**WHAT YOU WILL DO**
Copy the data from its start through the line that contains "positive clicks: (2, 5) (31, 79)", including that line, and leave the pictures out of your copy.

::: DATA TO EXAMINE

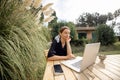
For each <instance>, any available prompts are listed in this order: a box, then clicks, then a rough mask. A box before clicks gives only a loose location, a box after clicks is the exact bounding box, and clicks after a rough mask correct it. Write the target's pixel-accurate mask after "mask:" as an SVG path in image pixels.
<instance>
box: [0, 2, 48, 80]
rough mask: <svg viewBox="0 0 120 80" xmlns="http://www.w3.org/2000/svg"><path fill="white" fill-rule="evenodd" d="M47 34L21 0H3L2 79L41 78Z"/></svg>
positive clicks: (2, 5) (31, 79)
mask: <svg viewBox="0 0 120 80" xmlns="http://www.w3.org/2000/svg"><path fill="white" fill-rule="evenodd" d="M48 36H49V35H48V31H47V29H45V28H43V27H42V25H38V24H36V22H35V17H34V15H32V14H31V12H29V11H26V10H25V8H24V6H23V5H22V4H21V3H19V2H18V0H1V1H0V80H40V79H42V76H43V72H44V68H45V64H46V60H45V57H44V53H43V51H44V50H45V49H46V47H47V45H46V44H45V43H47V40H49V38H47V37H48ZM46 38H47V39H46Z"/></svg>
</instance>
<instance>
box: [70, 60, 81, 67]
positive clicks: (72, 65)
mask: <svg viewBox="0 0 120 80" xmlns="http://www.w3.org/2000/svg"><path fill="white" fill-rule="evenodd" d="M81 62H82V60H80V61H78V62H75V63H73V64H72V66H74V67H76V68H80V66H81Z"/></svg>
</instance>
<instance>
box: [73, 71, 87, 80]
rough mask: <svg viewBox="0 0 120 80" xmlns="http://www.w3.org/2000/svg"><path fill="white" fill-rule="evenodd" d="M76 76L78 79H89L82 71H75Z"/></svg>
mask: <svg viewBox="0 0 120 80" xmlns="http://www.w3.org/2000/svg"><path fill="white" fill-rule="evenodd" d="M73 74H74V76H75V77H76V78H77V79H76V80H88V79H87V77H86V76H85V75H84V74H83V73H82V72H80V73H77V72H75V71H73Z"/></svg>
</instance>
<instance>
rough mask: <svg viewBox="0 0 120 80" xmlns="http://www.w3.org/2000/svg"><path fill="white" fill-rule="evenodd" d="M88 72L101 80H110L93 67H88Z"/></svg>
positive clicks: (91, 66)
mask: <svg viewBox="0 0 120 80" xmlns="http://www.w3.org/2000/svg"><path fill="white" fill-rule="evenodd" d="M89 70H90V71H91V72H93V73H94V74H95V75H96V76H98V77H99V78H100V79H101V80H112V78H110V77H108V76H106V75H105V74H104V73H102V72H100V71H99V70H98V69H96V68H94V67H93V66H90V67H89Z"/></svg>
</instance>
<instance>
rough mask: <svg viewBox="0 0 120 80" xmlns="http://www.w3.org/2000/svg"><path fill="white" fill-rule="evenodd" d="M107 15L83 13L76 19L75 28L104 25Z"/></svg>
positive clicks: (98, 13) (102, 14) (89, 13)
mask: <svg viewBox="0 0 120 80" xmlns="http://www.w3.org/2000/svg"><path fill="white" fill-rule="evenodd" d="M107 18H108V16H107V15H103V14H102V15H100V14H99V13H97V12H96V13H94V14H90V13H83V14H82V15H80V17H79V18H78V19H77V26H87V25H88V26H97V25H99V24H105V23H106V21H107Z"/></svg>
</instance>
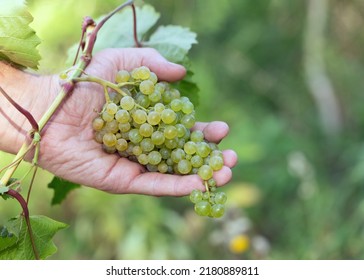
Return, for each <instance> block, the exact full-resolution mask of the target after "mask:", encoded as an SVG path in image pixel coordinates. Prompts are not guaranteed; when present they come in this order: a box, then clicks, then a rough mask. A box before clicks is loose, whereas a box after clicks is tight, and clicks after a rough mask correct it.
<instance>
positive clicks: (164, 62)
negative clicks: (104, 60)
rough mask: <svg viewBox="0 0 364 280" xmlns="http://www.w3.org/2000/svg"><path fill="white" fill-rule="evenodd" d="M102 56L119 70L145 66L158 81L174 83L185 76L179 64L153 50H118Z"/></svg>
mask: <svg viewBox="0 0 364 280" xmlns="http://www.w3.org/2000/svg"><path fill="white" fill-rule="evenodd" d="M104 52H105V53H104V54H105V55H107V56H108V57H110V55H111V56H112V57H113V59H112V61H113V63H116V65H115V66H116V67H117V68H118V69H119V70H122V69H125V70H128V71H130V70H132V69H134V68H136V67H139V66H142V65H144V66H147V67H148V68H149V69H150V70H151V71H153V72H154V73H155V74H156V75H157V76H158V79H159V80H162V81H167V82H174V81H178V80H181V79H182V78H183V77H184V76H185V75H186V69H185V68H184V67H183V66H182V65H179V64H176V63H172V62H169V61H168V60H167V59H165V58H164V57H163V56H162V55H161V54H160V53H159V52H158V51H157V50H155V49H153V48H119V49H107V50H104Z"/></svg>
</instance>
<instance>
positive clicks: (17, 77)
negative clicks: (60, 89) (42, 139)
mask: <svg viewBox="0 0 364 280" xmlns="http://www.w3.org/2000/svg"><path fill="white" fill-rule="evenodd" d="M0 80H1V83H0V86H1V87H2V88H3V89H4V90H5V91H6V93H7V94H8V95H9V96H10V97H11V98H12V99H13V100H14V101H15V102H17V103H18V104H19V105H20V106H22V107H23V108H24V109H26V110H27V111H29V112H30V113H31V114H32V115H33V117H34V119H35V120H36V121H39V119H40V118H41V116H42V115H43V114H44V112H45V111H46V110H47V108H48V106H49V104H50V103H51V102H52V100H53V99H54V96H55V91H53V90H52V89H54V88H55V86H54V80H55V79H54V78H53V77H52V76H36V75H32V74H29V73H26V72H24V71H21V70H18V69H15V68H13V67H11V66H10V65H8V64H5V63H2V62H0ZM0 104H1V105H0V127H1V129H0V139H1V140H0V150H2V151H5V152H9V153H13V154H15V153H17V151H18V150H19V148H20V147H21V145H22V143H23V142H24V141H25V139H26V135H27V133H28V131H29V130H30V129H31V128H32V127H31V125H30V124H29V122H28V121H27V119H26V118H25V117H24V116H23V115H22V114H21V113H20V112H18V111H17V110H16V109H15V107H14V106H12V105H11V104H10V103H9V101H8V100H6V99H5V97H4V96H3V95H2V94H0Z"/></svg>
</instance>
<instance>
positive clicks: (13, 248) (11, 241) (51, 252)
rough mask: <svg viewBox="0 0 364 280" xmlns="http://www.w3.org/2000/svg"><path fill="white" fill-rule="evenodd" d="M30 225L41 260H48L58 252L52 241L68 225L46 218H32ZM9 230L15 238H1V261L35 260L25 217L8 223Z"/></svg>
mask: <svg viewBox="0 0 364 280" xmlns="http://www.w3.org/2000/svg"><path fill="white" fill-rule="evenodd" d="M30 224H31V225H32V231H33V236H34V242H35V246H36V248H37V252H38V254H39V258H40V259H46V258H47V257H49V256H51V255H53V254H54V253H56V251H57V247H56V246H55V244H54V243H53V241H52V238H53V236H54V235H55V234H56V233H57V232H58V231H59V230H61V229H64V228H66V227H67V225H66V224H64V223H61V222H57V221H55V220H52V219H50V218H48V217H45V216H30ZM6 227H7V230H8V231H9V233H11V234H12V235H13V236H10V237H9V235H8V237H4V238H3V237H0V259H1V260H32V259H35V256H34V253H33V250H32V244H31V241H30V237H29V233H28V228H27V225H26V222H25V218H24V217H23V216H19V217H17V218H13V219H11V220H9V221H8V223H7V225H6Z"/></svg>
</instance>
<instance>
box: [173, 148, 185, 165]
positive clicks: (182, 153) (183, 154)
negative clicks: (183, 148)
mask: <svg viewBox="0 0 364 280" xmlns="http://www.w3.org/2000/svg"><path fill="white" fill-rule="evenodd" d="M184 158H185V152H184V151H183V150H182V149H180V148H177V149H174V150H173V151H172V153H171V159H172V160H173V161H174V162H175V163H178V162H179V161H181V160H182V159H184Z"/></svg>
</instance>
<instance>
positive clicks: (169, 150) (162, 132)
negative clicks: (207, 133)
mask: <svg viewBox="0 0 364 280" xmlns="http://www.w3.org/2000/svg"><path fill="white" fill-rule="evenodd" d="M115 85H117V87H118V88H119V89H120V91H118V92H115V91H113V92H110V93H107V95H106V97H107V98H106V103H105V104H104V106H103V109H102V111H101V112H100V114H99V116H98V117H96V118H95V119H94V120H93V123H92V126H93V129H94V130H95V140H96V141H97V142H98V143H100V144H102V147H103V149H104V150H105V151H106V152H107V153H118V154H119V155H120V156H121V157H125V158H128V159H129V160H132V161H135V162H138V163H140V164H142V165H144V166H146V168H147V170H149V171H151V172H160V173H169V174H180V175H186V174H198V175H199V176H200V177H201V179H202V180H204V182H205V186H206V192H204V193H203V192H201V191H199V190H194V191H192V193H191V194H190V200H191V201H192V202H193V203H195V211H196V213H197V214H198V215H201V216H209V217H215V218H218V217H221V216H223V214H224V210H225V207H224V204H225V201H226V195H225V193H223V192H216V181H215V180H214V178H213V172H214V171H218V170H220V169H221V168H222V167H223V165H224V160H223V156H222V152H221V151H220V150H219V149H218V146H217V145H216V144H215V143H209V142H208V141H206V140H205V139H204V134H203V132H202V131H199V130H195V131H191V128H192V127H193V126H194V125H195V109H194V105H193V103H192V102H191V101H190V100H189V98H187V97H185V96H181V94H180V92H179V91H178V90H177V89H175V88H172V87H171V85H170V84H168V83H167V82H159V81H158V77H157V76H156V74H155V73H154V72H151V71H150V70H149V69H148V68H147V67H145V66H141V67H138V68H135V69H133V70H132V71H130V72H129V71H126V70H121V71H119V72H118V73H117V75H116V78H115Z"/></svg>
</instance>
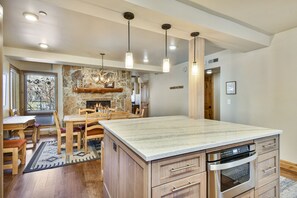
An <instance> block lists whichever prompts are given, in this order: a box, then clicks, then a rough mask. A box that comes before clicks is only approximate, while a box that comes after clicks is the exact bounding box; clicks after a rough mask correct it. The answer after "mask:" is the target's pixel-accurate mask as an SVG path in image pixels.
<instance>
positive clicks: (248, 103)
mask: <svg viewBox="0 0 297 198" xmlns="http://www.w3.org/2000/svg"><path fill="white" fill-rule="evenodd" d="M296 35H297V28H294V29H291V30H289V31H285V32H282V33H279V34H276V35H275V36H274V39H273V41H272V43H271V46H270V47H267V48H264V49H259V50H255V51H251V52H248V53H234V52H230V51H224V52H221V53H217V54H213V55H210V56H208V57H206V59H211V58H216V57H218V58H219V62H218V63H217V64H215V65H213V66H214V67H217V66H220V67H221V90H222V91H221V120H223V121H231V122H237V123H245V124H251V125H257V126H263V127H269V128H277V129H282V130H283V131H284V133H283V134H282V135H281V144H280V145H281V146H280V147H281V149H280V153H281V156H280V157H281V159H283V160H287V161H291V162H294V163H297V155H296V151H297V144H296V141H297V124H296V114H297V104H296V103H297V61H296V52H297V36H296ZM233 80H235V81H237V94H236V95H229V96H228V95H226V94H225V91H223V90H225V82H226V81H233ZM227 99H231V104H230V105H227Z"/></svg>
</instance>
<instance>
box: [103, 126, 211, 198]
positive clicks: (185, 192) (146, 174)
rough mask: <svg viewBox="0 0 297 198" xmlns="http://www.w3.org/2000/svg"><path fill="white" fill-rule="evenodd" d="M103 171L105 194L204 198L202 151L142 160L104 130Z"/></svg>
mask: <svg viewBox="0 0 297 198" xmlns="http://www.w3.org/2000/svg"><path fill="white" fill-rule="evenodd" d="M103 171H104V179H103V186H104V189H103V194H104V197H105V198H139V197H141V198H150V197H154V198H155V197H156V198H157V197H179V196H181V197H189V198H191V197H193V198H194V197H195V198H199V197H201V198H206V172H205V153H204V152H195V153H191V154H187V155H182V156H177V157H171V158H165V159H162V160H157V161H153V162H145V161H143V160H142V159H141V158H140V157H139V156H137V155H136V154H135V153H134V152H133V151H131V150H130V149H129V148H127V147H126V146H125V145H124V144H123V143H122V142H120V141H119V140H118V139H117V138H116V137H114V136H113V135H112V134H110V133H109V132H107V131H105V135H104V170H103ZM151 184H153V185H154V188H152V186H151Z"/></svg>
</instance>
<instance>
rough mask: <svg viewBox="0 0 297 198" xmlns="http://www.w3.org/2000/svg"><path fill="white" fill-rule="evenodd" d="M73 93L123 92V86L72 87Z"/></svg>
mask: <svg viewBox="0 0 297 198" xmlns="http://www.w3.org/2000/svg"><path fill="white" fill-rule="evenodd" d="M73 92H75V93H111V92H123V88H78V87H75V88H73Z"/></svg>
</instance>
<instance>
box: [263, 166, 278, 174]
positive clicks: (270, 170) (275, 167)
mask: <svg viewBox="0 0 297 198" xmlns="http://www.w3.org/2000/svg"><path fill="white" fill-rule="evenodd" d="M274 169H276V167H272V168H268V169H265V170H263V173H264V174H266V173H267V172H270V171H272V170H274Z"/></svg>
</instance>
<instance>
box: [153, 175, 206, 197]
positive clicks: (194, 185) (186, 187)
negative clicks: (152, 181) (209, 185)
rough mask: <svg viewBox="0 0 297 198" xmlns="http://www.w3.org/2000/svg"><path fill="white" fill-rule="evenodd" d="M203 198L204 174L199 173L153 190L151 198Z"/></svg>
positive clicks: (171, 182)
mask: <svg viewBox="0 0 297 198" xmlns="http://www.w3.org/2000/svg"><path fill="white" fill-rule="evenodd" d="M161 197H162V198H177V197H187V198H205V197H206V173H205V172H204V173H200V174H197V175H194V176H191V177H187V178H184V179H179V180H176V181H174V182H170V183H167V184H163V185H161V186H158V187H154V188H153V198H161Z"/></svg>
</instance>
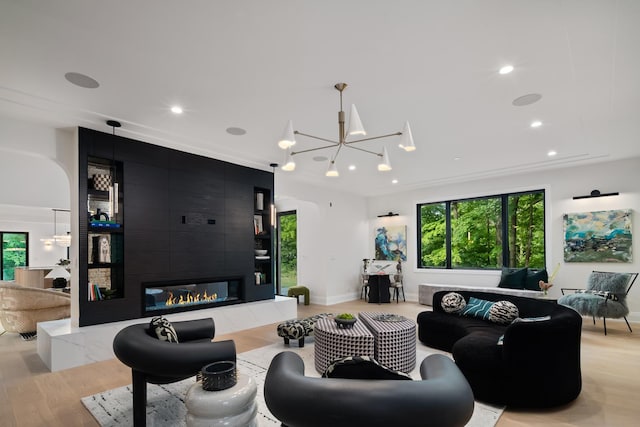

::::::

**OUTPUT**
For each <instance>, any available prompts are listed in this order: a box, then clicks, then a rough mask. A box before clicks gives only a loose location, a box after clicks is the exact bounding box, and clicks after a rough mask correct it. Write the target's pixel-accurate mask after "mask:" as an SVG path in image pixels.
<instance>
box: [0, 2, 48, 80]
rough mask: <svg viewBox="0 0 120 80" xmlns="http://www.w3.org/2000/svg"><path fill="white" fill-rule="evenodd" d="M47 34L21 0H3L2 79L41 78Z"/></svg>
positive clicks: (2, 5) (31, 79)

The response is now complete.